- _Instructions to follow_
Count the lines of the listing below that contain the string "orange", matching case exactly, and reply with only that number.

- _Input data_
--*--

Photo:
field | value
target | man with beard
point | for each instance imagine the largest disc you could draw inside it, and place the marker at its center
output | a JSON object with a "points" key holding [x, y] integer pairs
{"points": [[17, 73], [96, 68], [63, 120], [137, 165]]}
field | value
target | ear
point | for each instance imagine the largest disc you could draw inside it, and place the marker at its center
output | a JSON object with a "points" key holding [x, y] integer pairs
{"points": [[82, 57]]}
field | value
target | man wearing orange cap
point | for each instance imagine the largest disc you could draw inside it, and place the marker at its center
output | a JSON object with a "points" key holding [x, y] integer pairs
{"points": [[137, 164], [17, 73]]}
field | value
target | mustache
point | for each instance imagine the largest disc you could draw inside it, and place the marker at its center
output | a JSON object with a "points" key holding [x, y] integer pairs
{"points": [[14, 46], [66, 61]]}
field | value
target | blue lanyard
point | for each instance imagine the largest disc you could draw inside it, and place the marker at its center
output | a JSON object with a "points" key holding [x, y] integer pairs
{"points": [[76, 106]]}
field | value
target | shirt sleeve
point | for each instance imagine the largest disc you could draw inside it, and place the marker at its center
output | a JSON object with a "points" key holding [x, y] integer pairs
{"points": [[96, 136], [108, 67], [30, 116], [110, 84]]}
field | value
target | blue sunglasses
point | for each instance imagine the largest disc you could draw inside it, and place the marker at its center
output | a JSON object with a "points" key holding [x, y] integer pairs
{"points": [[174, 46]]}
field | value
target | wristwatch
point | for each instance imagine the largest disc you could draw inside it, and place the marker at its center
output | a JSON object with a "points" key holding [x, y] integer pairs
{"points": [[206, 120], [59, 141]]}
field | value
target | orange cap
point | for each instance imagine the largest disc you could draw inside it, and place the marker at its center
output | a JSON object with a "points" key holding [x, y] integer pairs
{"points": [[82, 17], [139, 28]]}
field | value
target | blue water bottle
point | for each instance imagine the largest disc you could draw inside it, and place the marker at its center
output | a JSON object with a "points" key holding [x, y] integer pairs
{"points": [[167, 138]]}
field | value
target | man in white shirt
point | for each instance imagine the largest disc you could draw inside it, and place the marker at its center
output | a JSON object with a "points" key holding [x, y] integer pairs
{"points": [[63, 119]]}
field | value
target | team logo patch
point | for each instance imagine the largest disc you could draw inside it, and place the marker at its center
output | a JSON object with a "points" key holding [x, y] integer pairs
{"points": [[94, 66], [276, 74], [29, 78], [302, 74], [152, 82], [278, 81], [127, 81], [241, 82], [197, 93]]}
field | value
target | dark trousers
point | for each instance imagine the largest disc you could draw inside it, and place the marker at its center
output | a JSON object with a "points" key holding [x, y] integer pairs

--*--

- _Full response_
2